■ **YOUR ASSIGNMENT**
Each entry below should be printed exactly as given.

** RECORDS FOR THE EXERCISE follows **

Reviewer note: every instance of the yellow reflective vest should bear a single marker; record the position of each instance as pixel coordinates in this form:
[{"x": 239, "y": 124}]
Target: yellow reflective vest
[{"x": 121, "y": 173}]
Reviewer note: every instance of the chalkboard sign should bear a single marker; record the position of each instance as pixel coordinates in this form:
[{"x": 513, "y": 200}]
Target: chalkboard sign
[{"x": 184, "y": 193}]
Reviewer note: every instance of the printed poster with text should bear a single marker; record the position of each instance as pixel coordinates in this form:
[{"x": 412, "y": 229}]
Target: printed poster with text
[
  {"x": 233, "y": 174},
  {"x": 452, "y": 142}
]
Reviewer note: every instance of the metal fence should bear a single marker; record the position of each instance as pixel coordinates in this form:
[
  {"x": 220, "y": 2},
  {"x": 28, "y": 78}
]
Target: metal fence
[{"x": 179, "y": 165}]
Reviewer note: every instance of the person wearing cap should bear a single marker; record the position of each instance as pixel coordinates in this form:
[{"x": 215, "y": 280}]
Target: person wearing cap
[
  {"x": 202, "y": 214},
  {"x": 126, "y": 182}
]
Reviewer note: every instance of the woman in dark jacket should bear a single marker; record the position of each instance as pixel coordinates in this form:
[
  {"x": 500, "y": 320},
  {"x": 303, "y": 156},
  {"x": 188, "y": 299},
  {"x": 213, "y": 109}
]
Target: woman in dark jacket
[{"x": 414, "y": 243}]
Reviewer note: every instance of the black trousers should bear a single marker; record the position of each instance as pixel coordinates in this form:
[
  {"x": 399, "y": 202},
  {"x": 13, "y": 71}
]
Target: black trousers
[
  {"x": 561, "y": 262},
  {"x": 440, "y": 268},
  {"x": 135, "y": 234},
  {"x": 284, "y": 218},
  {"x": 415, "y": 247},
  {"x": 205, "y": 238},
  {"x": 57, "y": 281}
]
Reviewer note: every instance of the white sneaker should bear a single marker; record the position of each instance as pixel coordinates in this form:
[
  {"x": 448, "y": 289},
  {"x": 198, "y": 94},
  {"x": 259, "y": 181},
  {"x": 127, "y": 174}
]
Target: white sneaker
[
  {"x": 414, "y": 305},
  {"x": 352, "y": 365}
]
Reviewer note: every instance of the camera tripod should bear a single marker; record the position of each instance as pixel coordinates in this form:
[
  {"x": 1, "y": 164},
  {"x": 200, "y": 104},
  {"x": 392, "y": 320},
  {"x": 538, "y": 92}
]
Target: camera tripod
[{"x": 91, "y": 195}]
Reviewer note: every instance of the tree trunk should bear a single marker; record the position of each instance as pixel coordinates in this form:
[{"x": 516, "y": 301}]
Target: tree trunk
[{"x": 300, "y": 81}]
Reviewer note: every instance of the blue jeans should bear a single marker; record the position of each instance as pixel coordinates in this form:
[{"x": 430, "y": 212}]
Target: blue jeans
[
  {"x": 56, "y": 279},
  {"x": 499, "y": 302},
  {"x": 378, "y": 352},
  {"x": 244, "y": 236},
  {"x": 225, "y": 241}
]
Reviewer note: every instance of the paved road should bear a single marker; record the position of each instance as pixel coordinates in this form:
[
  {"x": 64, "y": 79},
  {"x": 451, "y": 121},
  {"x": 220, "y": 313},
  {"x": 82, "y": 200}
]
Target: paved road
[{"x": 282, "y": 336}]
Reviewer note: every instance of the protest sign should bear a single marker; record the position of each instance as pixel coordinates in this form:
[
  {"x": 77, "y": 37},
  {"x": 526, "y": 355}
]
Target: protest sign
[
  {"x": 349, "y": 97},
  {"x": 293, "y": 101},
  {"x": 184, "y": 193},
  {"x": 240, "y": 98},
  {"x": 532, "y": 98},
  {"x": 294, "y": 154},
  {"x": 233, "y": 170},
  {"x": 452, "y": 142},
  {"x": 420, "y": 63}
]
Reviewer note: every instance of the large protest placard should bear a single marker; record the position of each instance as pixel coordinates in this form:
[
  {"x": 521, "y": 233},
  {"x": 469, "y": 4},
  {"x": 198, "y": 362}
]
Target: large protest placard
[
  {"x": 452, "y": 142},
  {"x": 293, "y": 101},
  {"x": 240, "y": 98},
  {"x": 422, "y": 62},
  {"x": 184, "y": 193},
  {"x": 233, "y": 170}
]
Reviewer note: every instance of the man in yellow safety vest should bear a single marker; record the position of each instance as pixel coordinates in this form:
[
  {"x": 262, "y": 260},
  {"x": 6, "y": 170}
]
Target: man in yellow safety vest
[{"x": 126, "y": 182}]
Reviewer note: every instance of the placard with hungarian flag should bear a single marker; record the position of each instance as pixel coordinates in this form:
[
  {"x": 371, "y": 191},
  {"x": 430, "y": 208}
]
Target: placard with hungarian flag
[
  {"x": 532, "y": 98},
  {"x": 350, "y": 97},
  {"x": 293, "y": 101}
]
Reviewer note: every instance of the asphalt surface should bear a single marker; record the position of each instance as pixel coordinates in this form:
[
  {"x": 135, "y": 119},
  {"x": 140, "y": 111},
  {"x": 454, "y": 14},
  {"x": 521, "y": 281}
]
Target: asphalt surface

** End of RECORDS FOR THE EXERCISE **

■ **ANSWER BOX**
Reviewer note: every instance of the yellow reflective vest should bear a single marker; record the position of each instance as pixel coordinates in this form:
[{"x": 239, "y": 124}]
Target: yellow reflective vest
[{"x": 121, "y": 173}]
Reviewer note: every instance of the chalkboard sign should bear a single marker; record the position of each instance as pixel coordinates in this form:
[{"x": 513, "y": 200}]
Target: chalkboard sign
[{"x": 184, "y": 193}]
Reviewer note: every instance of the printed poster with text should bear a single marker; record the position of each instance as pixel coordinates in this form:
[{"x": 412, "y": 229}]
Target: printed poster with text
[
  {"x": 233, "y": 174},
  {"x": 452, "y": 142}
]
Reviewer note: every instance of the metal fence should bear a single marker; record the position of each instance as pixel coordinates in this form:
[
  {"x": 220, "y": 2},
  {"x": 28, "y": 78}
]
Target: metal fence
[{"x": 179, "y": 165}]
Reviewer note: every instance of the person wearing cap should bear a single marker; record the position of each instance as pixel coordinates in this form:
[{"x": 215, "y": 280}]
Target: person wearing cap
[
  {"x": 202, "y": 214},
  {"x": 126, "y": 182}
]
Reviewer note: every instance of the woman in dark jacket should bear a single marker; record the position of each instance as pixel coordinates in this form:
[
  {"x": 500, "y": 320},
  {"x": 303, "y": 156},
  {"x": 188, "y": 299},
  {"x": 213, "y": 109}
]
Target: woman in dark jacket
[{"x": 414, "y": 243}]
Reviewer note: every instance of the black trousers should bear a single marker; record the position of each instance as pixel coordinates in this form:
[
  {"x": 399, "y": 202},
  {"x": 13, "y": 71}
]
Target: black trousers
[
  {"x": 561, "y": 262},
  {"x": 440, "y": 268},
  {"x": 135, "y": 234},
  {"x": 284, "y": 218},
  {"x": 415, "y": 247},
  {"x": 205, "y": 238},
  {"x": 57, "y": 281}
]
Reviewer note: every instance of the white sneaker should bear a single marker; record the position of each instance as pixel coordinates in this form:
[
  {"x": 448, "y": 289},
  {"x": 198, "y": 94},
  {"x": 259, "y": 181},
  {"x": 127, "y": 174}
]
Target: white sneaker
[
  {"x": 414, "y": 305},
  {"x": 352, "y": 365}
]
Reviewer note: every instance of the camera tripod should bear a single marker; record the position of each instance as pixel coordinates in this form:
[
  {"x": 1, "y": 164},
  {"x": 200, "y": 104},
  {"x": 392, "y": 320},
  {"x": 538, "y": 92}
]
Target: camera tripod
[{"x": 91, "y": 195}]
Reviewer note: every instance of the tree trunk should bear a single marker; record the position of each instance as pixel coordinates in this form:
[{"x": 516, "y": 301}]
Target: tree trunk
[{"x": 300, "y": 81}]
Reviewer note: every instance of the blue jeans should bear a single marker; record the position of each instance as pixel coordinates in this form:
[{"x": 430, "y": 212}]
Target: blue jeans
[
  {"x": 56, "y": 279},
  {"x": 499, "y": 302},
  {"x": 378, "y": 352},
  {"x": 244, "y": 236},
  {"x": 225, "y": 241}
]
Reviewer note: every instance of the paved road should bear a single marker; record the position of each instance as pixel coordinates in this form:
[
  {"x": 64, "y": 79},
  {"x": 451, "y": 121},
  {"x": 220, "y": 313},
  {"x": 82, "y": 200}
]
Target: paved road
[{"x": 282, "y": 336}]
Reviewer note: every instance of the protest sign should bear a single marker; record the position of each instance as pixel coordinates in this form:
[
  {"x": 77, "y": 37},
  {"x": 526, "y": 355}
]
Target: protest sign
[
  {"x": 349, "y": 97},
  {"x": 293, "y": 101},
  {"x": 184, "y": 193},
  {"x": 240, "y": 98},
  {"x": 532, "y": 98},
  {"x": 294, "y": 154},
  {"x": 233, "y": 170},
  {"x": 452, "y": 142},
  {"x": 420, "y": 63}
]
Reviewer note: every instance of the large protest placard should bear a single marker; record the position of each instance as pixel coordinates in this form:
[
  {"x": 521, "y": 233},
  {"x": 469, "y": 4},
  {"x": 198, "y": 362}
]
Target: large protest placard
[
  {"x": 452, "y": 142},
  {"x": 293, "y": 101},
  {"x": 240, "y": 98},
  {"x": 422, "y": 62},
  {"x": 184, "y": 193},
  {"x": 233, "y": 170}
]
Reviewer note: every instance of the man in yellow safety vest should bear a single marker; record the position of each instance as pixel coordinates in this form:
[
  {"x": 262, "y": 260},
  {"x": 6, "y": 170}
]
Target: man in yellow safety vest
[{"x": 126, "y": 182}]
Reviewer note: every instance of the placard with hungarian flag should bear a single marker; record the position of each instance as pixel coordinates in this form:
[
  {"x": 371, "y": 191},
  {"x": 430, "y": 208}
]
Target: placard with hungarian flag
[
  {"x": 532, "y": 98},
  {"x": 350, "y": 97},
  {"x": 293, "y": 101}
]
Reviewer note: every instance of the asphalt surface should bear a single marker; record the position of each instance as pixel coordinates in this form:
[
  {"x": 135, "y": 119},
  {"x": 140, "y": 111},
  {"x": 454, "y": 14},
  {"x": 521, "y": 281}
]
Target: asphalt surface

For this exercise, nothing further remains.